YOUR INSTRUCTIONS
Retype each entry below exactly. Do not carry any image over.

DATA EXTRACT
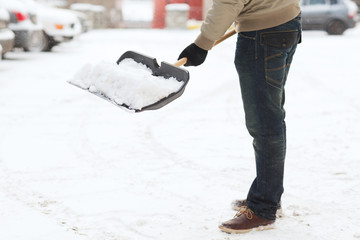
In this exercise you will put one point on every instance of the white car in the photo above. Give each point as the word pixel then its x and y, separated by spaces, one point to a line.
pixel 28 32
pixel 59 25
pixel 6 35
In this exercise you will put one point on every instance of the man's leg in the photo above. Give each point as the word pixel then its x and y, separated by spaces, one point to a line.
pixel 262 60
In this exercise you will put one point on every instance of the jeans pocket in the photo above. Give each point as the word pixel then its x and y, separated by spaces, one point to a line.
pixel 278 51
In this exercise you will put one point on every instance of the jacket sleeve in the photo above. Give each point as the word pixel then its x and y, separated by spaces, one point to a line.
pixel 218 19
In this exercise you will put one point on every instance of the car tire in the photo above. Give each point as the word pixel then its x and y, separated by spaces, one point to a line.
pixel 336 27
pixel 38 42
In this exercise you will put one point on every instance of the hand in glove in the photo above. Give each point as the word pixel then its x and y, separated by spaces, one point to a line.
pixel 194 54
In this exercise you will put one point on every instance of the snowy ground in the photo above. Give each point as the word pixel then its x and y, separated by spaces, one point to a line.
pixel 73 166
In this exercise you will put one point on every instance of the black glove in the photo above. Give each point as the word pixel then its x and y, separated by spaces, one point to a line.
pixel 194 54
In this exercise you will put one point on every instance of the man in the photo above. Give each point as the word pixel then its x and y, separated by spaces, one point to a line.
pixel 268 33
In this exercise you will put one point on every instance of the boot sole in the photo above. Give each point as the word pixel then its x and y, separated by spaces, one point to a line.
pixel 279 212
pixel 239 231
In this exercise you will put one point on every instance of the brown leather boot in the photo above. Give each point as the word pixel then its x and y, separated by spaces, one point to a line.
pixel 245 221
pixel 237 204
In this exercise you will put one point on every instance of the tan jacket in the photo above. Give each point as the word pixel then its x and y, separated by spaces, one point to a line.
pixel 248 15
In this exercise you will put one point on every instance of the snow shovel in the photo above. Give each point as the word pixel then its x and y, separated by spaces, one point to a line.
pixel 165 70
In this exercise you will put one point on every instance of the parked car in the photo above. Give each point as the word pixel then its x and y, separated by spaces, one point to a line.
pixel 333 16
pixel 6 35
pixel 28 32
pixel 59 25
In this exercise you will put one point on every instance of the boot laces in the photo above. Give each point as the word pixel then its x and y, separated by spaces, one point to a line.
pixel 245 211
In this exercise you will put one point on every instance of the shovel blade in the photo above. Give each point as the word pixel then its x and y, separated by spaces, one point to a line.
pixel 165 70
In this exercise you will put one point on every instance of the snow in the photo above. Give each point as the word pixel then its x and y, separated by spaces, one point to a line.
pixel 128 83
pixel 73 166
pixel 137 10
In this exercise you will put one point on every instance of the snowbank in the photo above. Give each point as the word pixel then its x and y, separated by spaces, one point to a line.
pixel 129 83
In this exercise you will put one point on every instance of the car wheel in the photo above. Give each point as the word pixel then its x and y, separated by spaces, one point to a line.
pixel 336 27
pixel 38 42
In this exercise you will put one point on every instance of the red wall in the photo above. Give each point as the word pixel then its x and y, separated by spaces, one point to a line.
pixel 159 10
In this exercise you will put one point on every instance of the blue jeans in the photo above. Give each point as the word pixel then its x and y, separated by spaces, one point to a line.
pixel 262 61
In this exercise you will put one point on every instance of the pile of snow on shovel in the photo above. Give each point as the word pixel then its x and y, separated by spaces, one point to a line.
pixel 128 83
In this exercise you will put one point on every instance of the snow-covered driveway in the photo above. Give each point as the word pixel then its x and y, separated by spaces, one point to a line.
pixel 73 166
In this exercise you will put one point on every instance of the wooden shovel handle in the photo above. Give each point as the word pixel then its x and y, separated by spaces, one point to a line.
pixel 182 61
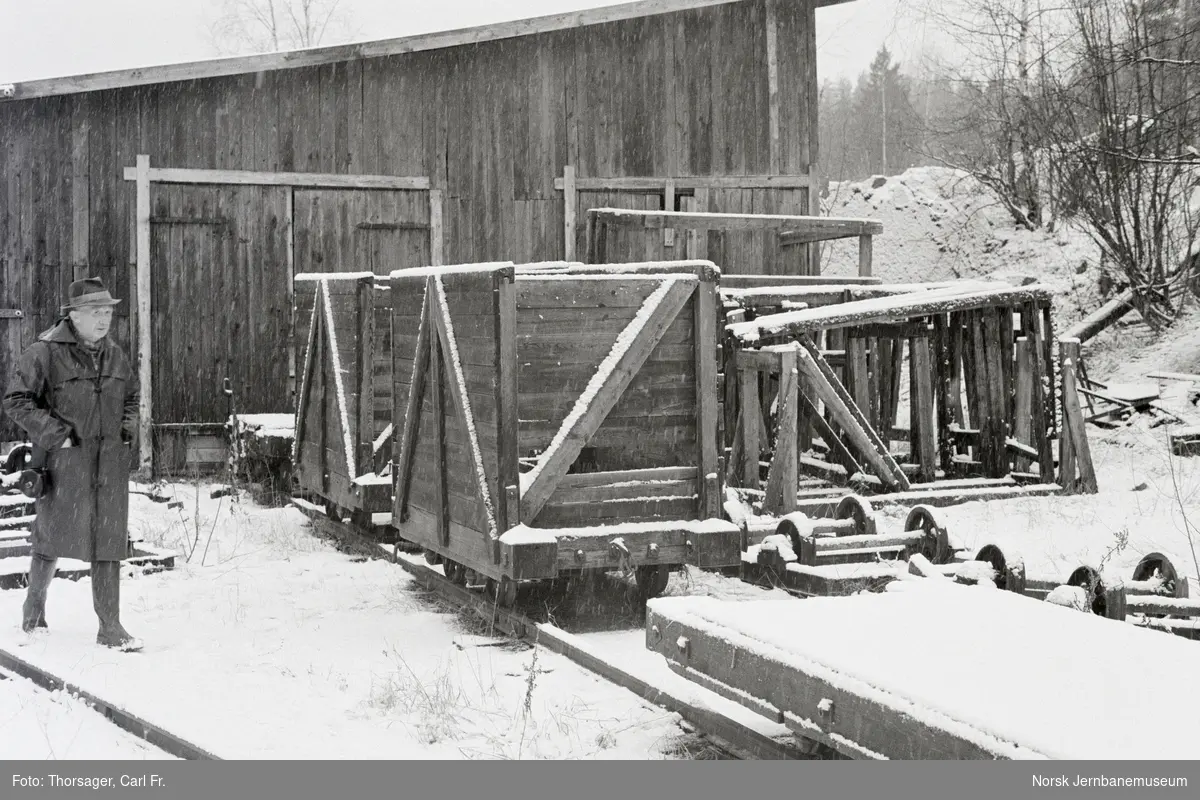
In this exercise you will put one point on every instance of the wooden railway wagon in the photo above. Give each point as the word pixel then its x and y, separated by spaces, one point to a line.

TASK SOLUTION
In this exercise you will put one point on every instance of the white car in the photo above. Give each point as the word pixel then its x and y, separated by spaces, one point to a line.
pixel 28 32
pixel 59 25
pixel 6 35
In this exercise you will put one point on every instance of the man's leg in the photo above. Give each point as the word pixel then its x and y, separated by spaces, one point to a line.
pixel 262 60
In this exercise you will put one point on every instance of the jeans pocket in the photo above. Give each point as the word pixel then its x and y, separated by spaces, one point to a line.
pixel 278 51
In this exercise you will put one point on every instance of the jacket sleeve in the photo above. Give each point as the word pixel then its x and y, separated by spaces, one point to a line.
pixel 218 19
In this exercise you will put one point on every instance of the car tire in the photo above. Give each point as the word pixel then its x and y, separated by spaces, one point to a line.
pixel 336 27
pixel 38 42
In this exercise you will put one point on every instance of the hand in glove in the photo above. Give each point as the word pixel then its x and y, separated by spaces, one point to a line.
pixel 194 54
In this exercise you will put one point on every instance of the snowy ground in the photo above. Give each point as the word pixel then its x and y, separated by spaces, one point to a line.
pixel 73 166
In this exercise you will put one point on every instance of the black glove in the photo above. Give each point as the word pixel then its x and y, separated by spaces, one point to a line.
pixel 194 54
In this exercise you will put one point on every instance of the man in the photo above. Give each point as the word pixel then its x and y, separated by spaces, one point to a line.
pixel 268 33
In this exercise you will put one point on every instance of the boot sole in the photo above. Give each point as the word pixel then its x and y, separated by spaces, one point to a line.
pixel 279 212
pixel 239 231
In this exercise you will put one point on every instance of the brown leather boot in the photo above. Give each point as the word pixel then its x and y, separated by spaces, one point to a line.
pixel 245 221
pixel 237 204
In this exercise you will put one point on every instance of the tan jacket in the photo above. Give each point as the word pixel then its x and y, separated by spaces, one point to a line.
pixel 248 15
In this exercise you will put one point on every instance of the snow shovel in the photo above. Give each point as the word pixel then its x and y, separated by spaces, one point to a line.
pixel 165 70
In this exercise you will put one point on every instance of the parked car in the photo above. Give each point as the word pixel then its x and y, separated by spaces, one point to a line.
pixel 333 16
pixel 6 35
pixel 28 32
pixel 59 25
In this exercise you will put one point on every instance of the boot laces in the photo above. Give each point as the word pixel then its x and y, separated by spaces, one point to a line.
pixel 245 211
In this exercise you will put one point on every instance of the shovel blade in the photo above. Give each point as the word pixel then its x and y, separated by spaces, one point to a line.
pixel 165 70
In this exercise you will put one point on every instance of the snow in the photo above. Give each point as the word pixel then its x and y, separated by spaces, one point to a line.
pixel 128 83
pixel 73 166
pixel 137 10
In this exercise you will put one point on every instance of the snowbank in the photo above. Give each point as the word pixel then its x and y, separated by spaces, one point to a line.
pixel 129 83
In this exercise you will put one point on every instance of the car wheel in the photo above. Give each point as the word pixel then its x and y, separated by spaces, one point to a line.
pixel 336 27
pixel 38 42
In this exercise you will put one point on every instance of the red wall in the photo above. Give each point as the word pixel then its x and y, separated by spaces, one point to a line.
pixel 159 10
In this exercise you will put one point on every instance of the blue jeans in the photo above. Give each point as the word pixel then its x and y, separated by spaces, one point to a line.
pixel 262 61
In this exercise you will put one point on every instance of the pile of snow on shovel in the photo above. Give each point as the word pixel then its x and y, separated by spaces, one point to a line.
pixel 128 83
In this exercise you will put one point on every instance of the snow-covered driveway in the photo above. Give each point as the word pixel then its x and y, separated by spaces, one point to a line.
pixel 73 166
In this exercise you will put one point on every instance of the wooden shovel handle in the photo above. Give each point as the word pixel then its x and y, separated by spaces, one point to a line.
pixel 182 61
In this exercise you will put one point on every instance of the wooden railway wagon in the photo above. Give each point as the word pixel then its x and y, separated by spaces, one point to a line.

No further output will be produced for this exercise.